* WRITTEN TASK: Copy out the entries below precisely; nothing is to be omitted.

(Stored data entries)
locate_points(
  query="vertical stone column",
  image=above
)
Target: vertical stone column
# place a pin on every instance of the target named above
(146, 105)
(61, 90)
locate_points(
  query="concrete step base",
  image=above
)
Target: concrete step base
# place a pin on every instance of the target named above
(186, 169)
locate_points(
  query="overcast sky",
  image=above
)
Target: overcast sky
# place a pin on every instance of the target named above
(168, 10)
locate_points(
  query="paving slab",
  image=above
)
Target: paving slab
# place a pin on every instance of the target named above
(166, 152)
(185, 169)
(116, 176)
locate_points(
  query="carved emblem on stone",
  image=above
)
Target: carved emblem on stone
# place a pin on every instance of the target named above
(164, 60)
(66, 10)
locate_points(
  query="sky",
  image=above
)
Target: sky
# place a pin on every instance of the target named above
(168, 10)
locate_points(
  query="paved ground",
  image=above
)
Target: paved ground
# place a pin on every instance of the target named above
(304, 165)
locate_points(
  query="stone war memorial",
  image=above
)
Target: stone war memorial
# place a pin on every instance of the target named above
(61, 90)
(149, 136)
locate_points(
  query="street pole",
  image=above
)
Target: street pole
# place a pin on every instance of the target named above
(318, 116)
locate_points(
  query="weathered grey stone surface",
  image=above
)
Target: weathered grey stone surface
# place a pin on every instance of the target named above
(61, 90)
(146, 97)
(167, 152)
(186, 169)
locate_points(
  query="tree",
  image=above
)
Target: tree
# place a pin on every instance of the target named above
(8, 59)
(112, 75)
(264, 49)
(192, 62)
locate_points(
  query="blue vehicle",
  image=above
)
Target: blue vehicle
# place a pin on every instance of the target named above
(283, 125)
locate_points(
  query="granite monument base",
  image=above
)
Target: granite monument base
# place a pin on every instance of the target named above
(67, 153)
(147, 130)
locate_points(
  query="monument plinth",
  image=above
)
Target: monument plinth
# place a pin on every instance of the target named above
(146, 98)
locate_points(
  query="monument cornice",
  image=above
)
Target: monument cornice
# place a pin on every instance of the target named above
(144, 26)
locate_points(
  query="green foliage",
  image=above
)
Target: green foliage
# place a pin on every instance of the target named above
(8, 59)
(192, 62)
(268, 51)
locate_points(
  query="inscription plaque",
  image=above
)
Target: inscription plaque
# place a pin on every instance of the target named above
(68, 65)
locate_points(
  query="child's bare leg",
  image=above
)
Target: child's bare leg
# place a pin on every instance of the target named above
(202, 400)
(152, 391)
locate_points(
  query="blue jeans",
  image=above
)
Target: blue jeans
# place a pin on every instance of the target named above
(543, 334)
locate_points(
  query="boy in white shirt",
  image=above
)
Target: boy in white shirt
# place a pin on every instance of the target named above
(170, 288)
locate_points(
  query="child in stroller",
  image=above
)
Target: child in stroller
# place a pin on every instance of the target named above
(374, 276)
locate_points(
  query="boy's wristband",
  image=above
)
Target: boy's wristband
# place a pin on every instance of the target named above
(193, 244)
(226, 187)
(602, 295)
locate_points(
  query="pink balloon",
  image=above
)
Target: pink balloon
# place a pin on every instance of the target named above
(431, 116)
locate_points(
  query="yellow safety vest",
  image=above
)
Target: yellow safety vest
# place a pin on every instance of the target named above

* RESULT OF THIS TASK:
locate_points(
  query="vertical stone column",
  image=above
)
Target: vertical stone column
# place a pin on every instance of the target named above
(146, 105)
(61, 90)
locate_points(
  query="concrete step base",
  image=above
)
Target: concrete step base
# place a pin on every instance of the target named above
(186, 169)
locate_points(
  query="overcast sky",
  image=above
)
Target: overcast sky
# place a pin on every instance of the target named above
(168, 10)
locate_points(
  query="paving slab",
  image=above
)
Target: paving slab
# place a pin on every instance of the target named above
(166, 152)
(185, 169)
(116, 176)
locate_points(
  query="carved emblem on stone",
  image=above
)
Target: carved emblem on stone
# place a pin on every instance of the target named above
(164, 60)
(66, 10)
locate_points(
  query="sky",
  image=above
)
Target: sky
# place a pin on every instance of the target named above
(168, 10)
locate_points(
  query="paved ground",
  image=above
)
Target: paved ground
# place a pin on every instance of the target named above
(304, 165)
locate_points(
  query="stone war memorial",
  image=above
)
Target: stone war memorial
# place a pin on every instance of the target named above
(61, 90)
(149, 136)
locate_points(
  query="street pole",
  image=above
)
Target: street pole
# place a pin on every instance of the target named above
(318, 116)
locate_points(
  query="weathered grey stone surface",
  image=above
)
Target: weathered grey stone surface
# place a pin on every instance of the target named above
(61, 90)
(146, 97)
(167, 152)
(186, 169)
locate_points(
  query="tree",
  image=above
)
Target: tree
# place a pin on every instance of the target named above
(8, 59)
(112, 75)
(264, 49)
(192, 62)
locate_points(
  query="blue vehicle",
  image=above
)
Target: blue vehicle
# place a pin on every instance of the target named above
(283, 125)
locate_points(
  query="granite monument base",
  image=above
)
Target: granite monument base
# place a pin on every instance of the target named above
(67, 153)
(147, 130)
locate_points(
  query="monument plinth",
  image=above
)
Target: monument plinth
# place a pin on every instance of the target named above
(146, 98)
locate_points(
  query="monument cornice",
  image=above
)
Target: monument cornice
# place a pin on every instance of the target named above
(144, 26)
locate_points(
  query="green foliage",
  image=above
)
Target: green foliage
# place a pin on every instance of the target named above
(8, 59)
(192, 62)
(268, 51)
locate_points(
  query="inscription plaque",
  image=above
)
Target: inscription plaque
# place a pin on every instance of the target named above
(68, 65)
locate_points(
  query="child's bare leg",
  image=above
)
Target: child's bare leg
# place a pin on every instance of the target named above
(202, 400)
(152, 391)
locate_points(
  query="blue jeans",
  image=above
)
Target: blue jeans
# place a pin on every instance of the target named above
(543, 334)
locate_points(
  query="boy in white shirt",
  image=above
)
Target: boy in white shirt
# place a pin on every instance of the target named above
(170, 288)
locate_points(
  query="child in stroller",
  image=above
)
Target: child in stroller
# place a pin on every instance of the target named above
(374, 276)
locate_points(
  query="boy's wristband",
  image=above
)
Target: boy's wristband
# place a pin on every instance of the target named above
(193, 244)
(226, 187)
(602, 295)
locate_points(
  query="pink balloon",
  image=above
)
Target: pink balloon
# place a pin on every instance of the target named above
(431, 116)
locate_points(
  query="yellow safety vest",
  image=above
)
Target: yellow safety vest
# place a pin on every instance of the target named above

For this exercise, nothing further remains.